EXERCISE:
Count the lines in the entries below that contain the string "tile", and reply with that number alone.

* Start DATASET RECORDS *

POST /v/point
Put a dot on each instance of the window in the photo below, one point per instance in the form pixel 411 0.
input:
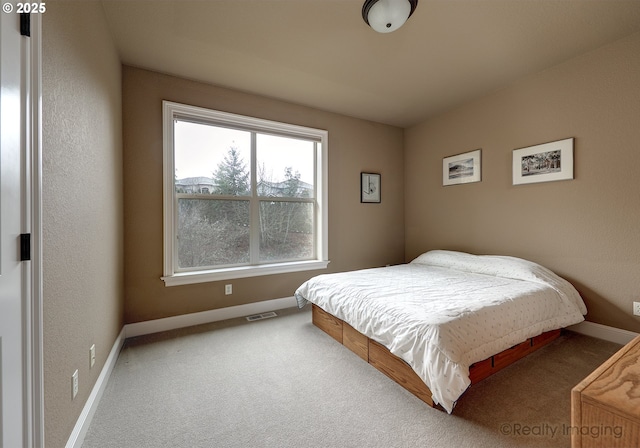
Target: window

* End DATASET RECORDS *
* Start DATASET RECORDS *

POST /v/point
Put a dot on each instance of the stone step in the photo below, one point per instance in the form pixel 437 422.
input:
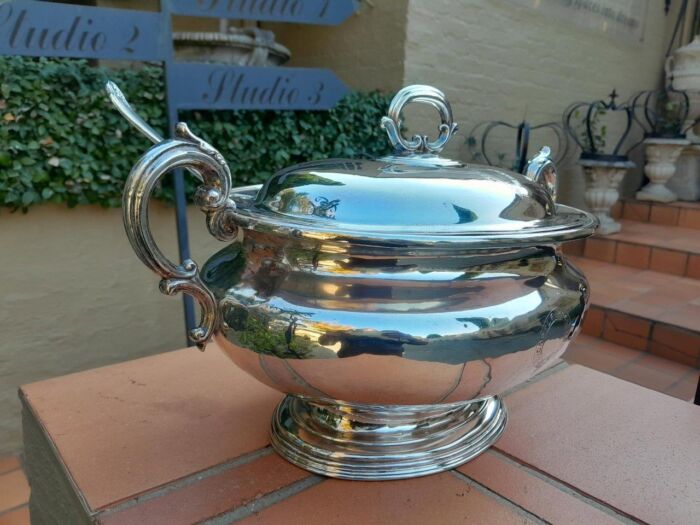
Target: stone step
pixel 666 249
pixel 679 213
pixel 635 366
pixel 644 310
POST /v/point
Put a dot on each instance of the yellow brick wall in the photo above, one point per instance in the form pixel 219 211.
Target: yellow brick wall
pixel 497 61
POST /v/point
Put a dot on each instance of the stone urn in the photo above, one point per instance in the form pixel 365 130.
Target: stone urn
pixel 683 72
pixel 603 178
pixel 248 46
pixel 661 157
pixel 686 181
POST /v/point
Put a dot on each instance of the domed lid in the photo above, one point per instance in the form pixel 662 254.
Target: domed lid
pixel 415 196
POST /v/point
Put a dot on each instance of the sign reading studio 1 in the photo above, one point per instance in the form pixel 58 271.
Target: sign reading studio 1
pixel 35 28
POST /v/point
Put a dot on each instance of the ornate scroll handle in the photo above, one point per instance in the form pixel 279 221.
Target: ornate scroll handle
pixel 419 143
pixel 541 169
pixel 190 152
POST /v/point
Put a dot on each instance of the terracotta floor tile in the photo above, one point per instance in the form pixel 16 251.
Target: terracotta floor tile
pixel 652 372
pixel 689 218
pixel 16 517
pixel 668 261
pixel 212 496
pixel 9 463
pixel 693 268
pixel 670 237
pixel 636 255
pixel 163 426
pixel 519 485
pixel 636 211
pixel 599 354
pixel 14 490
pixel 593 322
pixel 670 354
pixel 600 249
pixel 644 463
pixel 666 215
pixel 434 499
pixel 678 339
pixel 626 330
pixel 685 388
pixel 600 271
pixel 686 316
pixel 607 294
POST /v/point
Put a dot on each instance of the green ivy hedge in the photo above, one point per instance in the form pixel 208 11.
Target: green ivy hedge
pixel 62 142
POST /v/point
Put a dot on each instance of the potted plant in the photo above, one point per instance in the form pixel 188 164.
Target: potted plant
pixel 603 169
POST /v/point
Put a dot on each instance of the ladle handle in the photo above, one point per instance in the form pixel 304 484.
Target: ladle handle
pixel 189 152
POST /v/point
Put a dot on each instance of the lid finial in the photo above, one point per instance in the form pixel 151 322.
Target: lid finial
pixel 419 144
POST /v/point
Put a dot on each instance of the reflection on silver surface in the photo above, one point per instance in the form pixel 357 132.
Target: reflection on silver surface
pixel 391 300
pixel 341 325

* End DATASET RECORDS *
* Start DATASET RECORDS *

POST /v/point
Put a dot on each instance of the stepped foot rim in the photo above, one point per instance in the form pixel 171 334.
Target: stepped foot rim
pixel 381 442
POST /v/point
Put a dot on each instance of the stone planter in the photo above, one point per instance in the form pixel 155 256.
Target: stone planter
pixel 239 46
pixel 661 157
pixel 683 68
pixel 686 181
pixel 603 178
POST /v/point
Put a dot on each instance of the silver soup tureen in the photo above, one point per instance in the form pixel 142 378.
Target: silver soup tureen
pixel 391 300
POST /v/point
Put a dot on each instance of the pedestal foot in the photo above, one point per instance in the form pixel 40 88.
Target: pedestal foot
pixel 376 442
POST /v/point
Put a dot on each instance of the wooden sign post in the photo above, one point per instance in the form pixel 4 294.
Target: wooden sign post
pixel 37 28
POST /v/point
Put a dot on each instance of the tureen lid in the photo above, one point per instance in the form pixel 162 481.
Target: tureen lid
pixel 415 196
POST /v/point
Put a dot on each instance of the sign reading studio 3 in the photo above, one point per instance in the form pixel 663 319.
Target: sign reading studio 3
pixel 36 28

* End DATASET RECORDS *

TASK RESULT:
2